▶ Problem details:
Collect every line in the data below that contains the string "shirt", copying each such line in full.

(Items from a data source)
# # # # #

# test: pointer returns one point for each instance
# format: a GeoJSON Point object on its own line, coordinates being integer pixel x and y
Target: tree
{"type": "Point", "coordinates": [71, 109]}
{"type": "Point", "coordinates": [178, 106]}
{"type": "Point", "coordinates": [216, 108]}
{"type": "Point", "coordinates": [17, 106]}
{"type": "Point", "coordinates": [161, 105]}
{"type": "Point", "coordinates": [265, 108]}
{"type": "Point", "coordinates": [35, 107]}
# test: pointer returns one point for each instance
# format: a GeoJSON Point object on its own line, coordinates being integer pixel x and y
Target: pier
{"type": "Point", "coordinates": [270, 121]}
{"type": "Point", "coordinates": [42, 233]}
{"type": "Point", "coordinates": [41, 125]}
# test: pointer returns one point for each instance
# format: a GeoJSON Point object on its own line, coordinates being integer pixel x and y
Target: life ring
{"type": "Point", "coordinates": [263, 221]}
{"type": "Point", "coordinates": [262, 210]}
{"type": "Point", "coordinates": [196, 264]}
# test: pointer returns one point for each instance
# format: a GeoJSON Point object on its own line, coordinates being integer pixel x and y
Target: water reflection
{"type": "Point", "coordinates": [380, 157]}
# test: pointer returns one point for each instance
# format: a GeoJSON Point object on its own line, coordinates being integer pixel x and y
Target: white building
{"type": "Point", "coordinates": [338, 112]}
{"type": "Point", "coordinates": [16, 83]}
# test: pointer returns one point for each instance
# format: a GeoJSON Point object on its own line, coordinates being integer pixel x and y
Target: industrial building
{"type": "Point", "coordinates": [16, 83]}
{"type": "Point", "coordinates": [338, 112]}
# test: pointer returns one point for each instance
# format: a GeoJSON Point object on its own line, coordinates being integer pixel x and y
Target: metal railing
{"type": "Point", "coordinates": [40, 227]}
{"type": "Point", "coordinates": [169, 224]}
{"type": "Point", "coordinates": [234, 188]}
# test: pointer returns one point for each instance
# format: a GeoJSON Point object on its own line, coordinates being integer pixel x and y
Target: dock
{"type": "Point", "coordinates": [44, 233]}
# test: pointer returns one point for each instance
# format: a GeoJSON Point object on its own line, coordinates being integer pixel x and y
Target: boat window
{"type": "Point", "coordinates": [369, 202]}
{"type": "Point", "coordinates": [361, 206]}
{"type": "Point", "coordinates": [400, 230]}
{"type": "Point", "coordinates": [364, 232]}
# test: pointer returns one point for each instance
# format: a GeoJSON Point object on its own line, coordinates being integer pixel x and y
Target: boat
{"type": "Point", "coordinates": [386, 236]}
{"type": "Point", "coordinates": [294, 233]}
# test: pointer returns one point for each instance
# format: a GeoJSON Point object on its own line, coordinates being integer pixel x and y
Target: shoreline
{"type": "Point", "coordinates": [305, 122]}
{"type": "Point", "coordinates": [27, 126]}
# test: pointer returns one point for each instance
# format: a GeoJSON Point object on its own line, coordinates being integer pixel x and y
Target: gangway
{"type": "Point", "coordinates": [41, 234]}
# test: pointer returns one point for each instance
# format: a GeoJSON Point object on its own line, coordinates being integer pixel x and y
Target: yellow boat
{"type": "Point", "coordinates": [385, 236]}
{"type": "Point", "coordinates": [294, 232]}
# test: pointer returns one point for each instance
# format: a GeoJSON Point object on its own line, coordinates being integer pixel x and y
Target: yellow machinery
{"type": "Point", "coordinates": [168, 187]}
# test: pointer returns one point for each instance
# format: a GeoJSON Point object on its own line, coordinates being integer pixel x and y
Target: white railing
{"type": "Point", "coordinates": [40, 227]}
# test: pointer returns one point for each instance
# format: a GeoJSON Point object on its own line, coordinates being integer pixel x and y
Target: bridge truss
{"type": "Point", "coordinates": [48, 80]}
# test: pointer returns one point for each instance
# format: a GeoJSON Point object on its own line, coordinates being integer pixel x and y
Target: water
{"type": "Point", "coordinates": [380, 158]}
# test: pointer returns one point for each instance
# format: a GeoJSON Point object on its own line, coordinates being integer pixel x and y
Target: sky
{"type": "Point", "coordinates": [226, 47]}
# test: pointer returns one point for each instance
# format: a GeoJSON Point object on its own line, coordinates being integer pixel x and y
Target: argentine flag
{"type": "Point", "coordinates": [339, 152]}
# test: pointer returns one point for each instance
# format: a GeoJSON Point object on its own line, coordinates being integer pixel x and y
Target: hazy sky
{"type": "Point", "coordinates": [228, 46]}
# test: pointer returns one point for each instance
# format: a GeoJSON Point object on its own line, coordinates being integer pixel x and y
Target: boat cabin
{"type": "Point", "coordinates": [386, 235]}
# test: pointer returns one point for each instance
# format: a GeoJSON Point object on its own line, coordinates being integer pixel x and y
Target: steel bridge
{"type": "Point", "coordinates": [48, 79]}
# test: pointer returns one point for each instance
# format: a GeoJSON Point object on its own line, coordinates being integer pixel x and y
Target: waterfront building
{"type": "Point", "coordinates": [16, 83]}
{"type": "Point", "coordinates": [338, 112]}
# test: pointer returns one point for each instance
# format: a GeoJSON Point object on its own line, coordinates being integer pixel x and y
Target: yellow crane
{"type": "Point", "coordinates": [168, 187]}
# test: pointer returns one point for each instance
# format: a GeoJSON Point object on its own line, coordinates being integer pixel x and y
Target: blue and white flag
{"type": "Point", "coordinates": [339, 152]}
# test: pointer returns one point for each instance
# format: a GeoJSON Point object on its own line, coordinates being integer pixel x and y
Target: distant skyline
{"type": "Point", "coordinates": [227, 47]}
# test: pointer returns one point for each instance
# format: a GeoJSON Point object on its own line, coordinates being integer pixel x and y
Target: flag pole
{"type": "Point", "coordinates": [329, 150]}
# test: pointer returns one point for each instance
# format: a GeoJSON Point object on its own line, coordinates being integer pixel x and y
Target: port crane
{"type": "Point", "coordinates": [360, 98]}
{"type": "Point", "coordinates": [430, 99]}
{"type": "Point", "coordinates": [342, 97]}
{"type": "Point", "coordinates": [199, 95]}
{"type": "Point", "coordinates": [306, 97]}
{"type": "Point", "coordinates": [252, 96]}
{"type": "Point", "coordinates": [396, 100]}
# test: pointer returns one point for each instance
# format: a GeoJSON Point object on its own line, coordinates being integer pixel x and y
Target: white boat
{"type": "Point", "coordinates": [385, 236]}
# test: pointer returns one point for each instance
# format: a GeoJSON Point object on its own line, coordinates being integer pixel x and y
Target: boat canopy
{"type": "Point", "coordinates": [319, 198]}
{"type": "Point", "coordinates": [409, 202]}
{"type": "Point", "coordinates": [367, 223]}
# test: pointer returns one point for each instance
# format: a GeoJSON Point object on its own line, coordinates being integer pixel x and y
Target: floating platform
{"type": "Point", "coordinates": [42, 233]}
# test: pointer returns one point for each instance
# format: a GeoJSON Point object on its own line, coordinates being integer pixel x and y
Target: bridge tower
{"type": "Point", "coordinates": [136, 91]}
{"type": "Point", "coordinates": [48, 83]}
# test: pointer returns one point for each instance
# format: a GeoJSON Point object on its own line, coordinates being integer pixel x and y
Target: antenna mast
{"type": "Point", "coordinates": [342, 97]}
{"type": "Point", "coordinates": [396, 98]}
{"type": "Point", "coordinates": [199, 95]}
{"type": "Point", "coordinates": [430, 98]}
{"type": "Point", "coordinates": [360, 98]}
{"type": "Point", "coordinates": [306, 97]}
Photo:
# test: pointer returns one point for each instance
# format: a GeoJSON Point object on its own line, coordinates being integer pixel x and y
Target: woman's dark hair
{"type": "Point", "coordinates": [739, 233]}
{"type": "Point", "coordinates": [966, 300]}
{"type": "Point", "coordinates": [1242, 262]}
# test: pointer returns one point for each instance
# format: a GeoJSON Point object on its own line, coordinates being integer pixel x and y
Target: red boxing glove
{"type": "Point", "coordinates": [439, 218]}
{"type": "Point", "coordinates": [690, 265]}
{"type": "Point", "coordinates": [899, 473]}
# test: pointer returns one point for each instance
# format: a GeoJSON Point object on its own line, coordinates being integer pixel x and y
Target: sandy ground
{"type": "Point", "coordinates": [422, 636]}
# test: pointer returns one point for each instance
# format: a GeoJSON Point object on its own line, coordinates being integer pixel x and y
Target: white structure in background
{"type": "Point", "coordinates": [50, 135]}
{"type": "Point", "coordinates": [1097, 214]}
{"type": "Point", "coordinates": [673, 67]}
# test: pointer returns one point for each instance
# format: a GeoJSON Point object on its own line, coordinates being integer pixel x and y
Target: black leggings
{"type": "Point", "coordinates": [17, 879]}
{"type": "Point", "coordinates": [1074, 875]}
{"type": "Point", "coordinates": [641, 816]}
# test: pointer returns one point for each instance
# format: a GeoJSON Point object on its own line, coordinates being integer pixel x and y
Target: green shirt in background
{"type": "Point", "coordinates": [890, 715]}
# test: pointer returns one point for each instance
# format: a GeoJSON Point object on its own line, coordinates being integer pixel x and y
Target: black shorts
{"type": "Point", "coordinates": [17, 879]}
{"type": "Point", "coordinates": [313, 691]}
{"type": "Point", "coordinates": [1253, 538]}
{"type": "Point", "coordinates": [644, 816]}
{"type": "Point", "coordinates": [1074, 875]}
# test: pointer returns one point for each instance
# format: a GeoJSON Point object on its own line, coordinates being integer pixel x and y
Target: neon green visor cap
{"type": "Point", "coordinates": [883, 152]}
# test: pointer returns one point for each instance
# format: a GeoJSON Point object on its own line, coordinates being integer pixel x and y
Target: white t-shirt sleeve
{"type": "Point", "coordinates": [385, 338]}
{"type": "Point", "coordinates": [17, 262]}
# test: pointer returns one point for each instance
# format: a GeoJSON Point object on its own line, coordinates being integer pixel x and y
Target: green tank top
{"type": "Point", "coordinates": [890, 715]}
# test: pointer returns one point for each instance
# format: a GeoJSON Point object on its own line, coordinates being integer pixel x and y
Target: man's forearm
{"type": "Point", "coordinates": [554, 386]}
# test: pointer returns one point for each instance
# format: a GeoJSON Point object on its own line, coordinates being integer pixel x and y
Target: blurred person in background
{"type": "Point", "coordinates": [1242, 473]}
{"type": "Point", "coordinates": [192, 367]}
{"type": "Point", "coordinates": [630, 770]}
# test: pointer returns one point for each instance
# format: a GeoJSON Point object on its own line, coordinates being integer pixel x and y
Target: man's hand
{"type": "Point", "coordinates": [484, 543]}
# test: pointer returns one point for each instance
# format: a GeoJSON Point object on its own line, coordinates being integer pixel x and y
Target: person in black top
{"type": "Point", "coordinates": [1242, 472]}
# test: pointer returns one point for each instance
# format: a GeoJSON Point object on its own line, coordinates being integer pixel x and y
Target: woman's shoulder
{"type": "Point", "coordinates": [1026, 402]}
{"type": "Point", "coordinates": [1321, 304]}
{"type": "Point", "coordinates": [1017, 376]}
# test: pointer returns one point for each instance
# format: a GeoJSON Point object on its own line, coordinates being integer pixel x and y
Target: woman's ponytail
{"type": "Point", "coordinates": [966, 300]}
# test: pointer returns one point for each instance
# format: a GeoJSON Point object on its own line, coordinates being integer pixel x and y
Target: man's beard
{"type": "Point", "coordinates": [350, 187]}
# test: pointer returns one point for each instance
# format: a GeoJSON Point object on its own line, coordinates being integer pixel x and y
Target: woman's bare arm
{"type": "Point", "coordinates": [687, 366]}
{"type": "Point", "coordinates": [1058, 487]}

# # # # #

▶ Completed task:
Target: green shirt in background
Target: white t-shirt sleeve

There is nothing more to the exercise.